In full and unchanged, output the entries that follow.

= Beginning of Section =

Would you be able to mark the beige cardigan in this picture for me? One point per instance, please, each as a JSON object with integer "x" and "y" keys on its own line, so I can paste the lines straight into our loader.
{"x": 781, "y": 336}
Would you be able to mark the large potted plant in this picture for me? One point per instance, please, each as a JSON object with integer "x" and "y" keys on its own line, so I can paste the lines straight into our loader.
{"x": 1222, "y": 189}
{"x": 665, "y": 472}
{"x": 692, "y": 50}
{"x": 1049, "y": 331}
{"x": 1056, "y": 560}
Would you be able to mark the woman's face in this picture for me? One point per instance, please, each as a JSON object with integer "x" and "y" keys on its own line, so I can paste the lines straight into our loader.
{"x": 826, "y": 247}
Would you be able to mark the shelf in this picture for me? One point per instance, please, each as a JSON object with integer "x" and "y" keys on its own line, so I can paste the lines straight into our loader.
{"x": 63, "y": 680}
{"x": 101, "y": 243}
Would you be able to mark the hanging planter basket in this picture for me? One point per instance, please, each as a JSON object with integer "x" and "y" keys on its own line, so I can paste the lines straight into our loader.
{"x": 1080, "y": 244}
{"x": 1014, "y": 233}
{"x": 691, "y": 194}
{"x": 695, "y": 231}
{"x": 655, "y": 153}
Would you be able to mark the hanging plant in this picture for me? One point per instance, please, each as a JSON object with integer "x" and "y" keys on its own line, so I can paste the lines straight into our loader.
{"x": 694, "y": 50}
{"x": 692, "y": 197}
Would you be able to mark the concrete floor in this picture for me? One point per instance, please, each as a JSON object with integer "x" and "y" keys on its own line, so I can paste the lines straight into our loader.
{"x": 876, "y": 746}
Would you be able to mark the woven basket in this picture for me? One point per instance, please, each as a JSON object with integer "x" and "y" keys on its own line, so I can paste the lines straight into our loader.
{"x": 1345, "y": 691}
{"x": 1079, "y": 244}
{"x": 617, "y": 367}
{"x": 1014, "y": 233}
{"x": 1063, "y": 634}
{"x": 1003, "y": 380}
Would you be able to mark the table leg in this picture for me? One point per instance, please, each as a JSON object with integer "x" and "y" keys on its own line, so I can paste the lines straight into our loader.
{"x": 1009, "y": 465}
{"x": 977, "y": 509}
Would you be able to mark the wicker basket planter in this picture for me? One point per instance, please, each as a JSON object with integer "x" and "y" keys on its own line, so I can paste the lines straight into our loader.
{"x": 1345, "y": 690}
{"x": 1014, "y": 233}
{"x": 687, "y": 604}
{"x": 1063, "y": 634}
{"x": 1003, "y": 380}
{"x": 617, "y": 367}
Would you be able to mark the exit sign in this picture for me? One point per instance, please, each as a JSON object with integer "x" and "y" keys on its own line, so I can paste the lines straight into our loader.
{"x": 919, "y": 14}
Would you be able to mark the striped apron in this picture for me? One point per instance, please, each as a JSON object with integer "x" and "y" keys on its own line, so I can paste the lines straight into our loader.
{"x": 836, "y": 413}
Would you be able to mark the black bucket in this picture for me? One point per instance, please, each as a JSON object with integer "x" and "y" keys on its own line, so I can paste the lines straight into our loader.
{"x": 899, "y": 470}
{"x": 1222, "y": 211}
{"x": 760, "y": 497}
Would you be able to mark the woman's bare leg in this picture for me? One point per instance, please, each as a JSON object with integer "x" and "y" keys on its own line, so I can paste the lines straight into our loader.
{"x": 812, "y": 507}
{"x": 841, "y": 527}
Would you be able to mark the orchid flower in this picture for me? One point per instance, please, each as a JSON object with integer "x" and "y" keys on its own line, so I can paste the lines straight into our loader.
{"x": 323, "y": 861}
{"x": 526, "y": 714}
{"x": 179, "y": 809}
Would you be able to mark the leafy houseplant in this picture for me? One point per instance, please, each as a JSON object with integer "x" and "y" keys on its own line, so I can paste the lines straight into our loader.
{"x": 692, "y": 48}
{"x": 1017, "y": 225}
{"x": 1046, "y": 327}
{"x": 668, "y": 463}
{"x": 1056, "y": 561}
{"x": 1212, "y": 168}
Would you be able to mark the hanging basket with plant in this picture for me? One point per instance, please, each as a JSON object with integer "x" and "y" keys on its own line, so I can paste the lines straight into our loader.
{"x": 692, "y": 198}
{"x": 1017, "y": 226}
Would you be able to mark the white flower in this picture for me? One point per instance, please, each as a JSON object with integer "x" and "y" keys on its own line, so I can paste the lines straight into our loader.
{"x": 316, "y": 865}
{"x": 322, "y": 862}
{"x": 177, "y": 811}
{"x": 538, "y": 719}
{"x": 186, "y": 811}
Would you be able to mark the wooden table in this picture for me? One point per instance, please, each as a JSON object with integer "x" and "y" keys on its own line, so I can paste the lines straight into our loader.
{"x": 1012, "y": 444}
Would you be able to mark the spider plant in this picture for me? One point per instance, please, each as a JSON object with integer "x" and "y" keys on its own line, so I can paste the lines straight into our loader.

= End of Section =

**Response below:**
Would you be able to mark the beige cardigan in this picture for me? One point per instance, please, each as a JSON object with integer "x" and "y" keys on its own line, so I can paste the lines straight into our loader.
{"x": 781, "y": 336}
Would you be able to mark the large potted plant in this picture for me? One point per instance, please, each as a JSON object with integer "x" and "y" keys on its own line, so I can paste the lines straight into our loader.
{"x": 1222, "y": 189}
{"x": 665, "y": 472}
{"x": 692, "y": 50}
{"x": 1049, "y": 331}
{"x": 1056, "y": 560}
Would you be able to mark the woman's face in this picture for me? One point per instance, please, each as a JSON object with integer "x" and "y" keys on its own line, so I can paste the lines straight into our loader.
{"x": 826, "y": 247}
Would you be able to mark the shelf in this picture for me? One point per instance, please, each as a JSON object with integer "x" and "y" keys on its own line, so I can paste the lines straight into our loader.
{"x": 63, "y": 680}
{"x": 101, "y": 243}
Would you be able to mark the hanging planter basket in this picture for me? One point per instance, please, each as a JSON object with integer "x" and "y" keys on its own line, so I can paste the lines straight into our loader.
{"x": 1080, "y": 244}
{"x": 1014, "y": 233}
{"x": 691, "y": 194}
{"x": 695, "y": 231}
{"x": 655, "y": 153}
Would you be able to mark the hanging plant in this picture for me? One point per instance, please, each as a JSON object with integer "x" and "y" keys on its own line, so I can paste the lines straight into our loader.
{"x": 694, "y": 50}
{"x": 692, "y": 197}
Would you be able to mark the concrete floor in this picture for me? One point per instance, please, each as a JSON object with integer "x" and "y" keys on its own line, so I can paste the lines straight into our loader.
{"x": 876, "y": 746}
Would you be able to mark the woven basket in this picture for me? One point per instance, please, each as a JSON object with integer "x" and "y" keys on its own line, so I can paste the lines straight into our loader.
{"x": 1345, "y": 691}
{"x": 1079, "y": 244}
{"x": 617, "y": 367}
{"x": 1014, "y": 233}
{"x": 1063, "y": 634}
{"x": 1003, "y": 380}
Would you be able to mark the table leg in this picture for me? One point per instance, please, each as a JSON object with integer "x" and "y" keys on its own line, so I can paste the lines straight into our loader.
{"x": 1009, "y": 465}
{"x": 977, "y": 509}
Would you be able to mark the wicker basket planter in this picture for me? One point per instance, please, each as a JSON object with integer "x" and "y" keys on its own line, so I can paste the lines straight into our loader.
{"x": 1345, "y": 690}
{"x": 1014, "y": 233}
{"x": 687, "y": 604}
{"x": 1063, "y": 634}
{"x": 1003, "y": 380}
{"x": 617, "y": 367}
Would you be able to mark the exit sign in this picture for me? One point per instance, please, each as a JSON object with integer "x" and "y" keys on its own line, so I can paste the lines straight into our loader.
{"x": 919, "y": 14}
Would you be able to mark the striped apron in this picture for me? One point per instance, please, each as a JSON object with integer "x" and "y" keys on its own line, so I can paste the lines straight into our loader.
{"x": 836, "y": 413}
Would you be able to mark the black bucket in this picture for me? One point per instance, please, each as a JSON object with integer "x" and "y" keys on its own line, so I can paste the lines straight into our loader.
{"x": 899, "y": 470}
{"x": 1222, "y": 211}
{"x": 760, "y": 497}
Would you be able to mark the woman's bare leg in this picture for me? One point per instance, please, each as a JSON object with integer "x" and "y" keys on its own line, so I can paste the lines straight into our loader.
{"x": 812, "y": 507}
{"x": 841, "y": 527}
Would you be able to mark the orchid flower in this picture for me? One point per instance, please, each as a JSON object with integer "x" and "y" keys on its own line, so I can paste the lines straight into our loader.
{"x": 323, "y": 861}
{"x": 526, "y": 714}
{"x": 179, "y": 809}
Would you be able to mark the leafy houseplant in this picture for me? One point per instance, please, each as a JSON object with integer "x" and "y" keys on its own line, so I can paste the lines straight into our loader.
{"x": 692, "y": 48}
{"x": 1017, "y": 225}
{"x": 1046, "y": 327}
{"x": 668, "y": 463}
{"x": 1056, "y": 561}
{"x": 1212, "y": 168}
Would you be able to mark the hanging basket with plant in this picture for me? One point per instance, please, each as a JSON object with integer "x" and "y" keys on its own line, so I can paste the lines straight into our loader.
{"x": 692, "y": 198}
{"x": 1017, "y": 226}
Would you be able to mark the white flower in this picture for me? One point per instance, please, each as a JSON object with integer "x" and "y" keys on its own line, so I can paste the lines straight into our loader.
{"x": 316, "y": 865}
{"x": 322, "y": 862}
{"x": 177, "y": 811}
{"x": 538, "y": 719}
{"x": 186, "y": 811}
Would you be able to mark the wooden table in this picture for me? One point per instance, please, each as a JSON object with integer "x" and "y" keys on its own line, so I can paste the lines straight into our loader.
{"x": 1012, "y": 444}
Would you be able to mark the spider plant in this picture for me? One point per instance, please, each as a JSON object with integer "x" and "y" keys on its own line, so I can paste the lines straight into our loader.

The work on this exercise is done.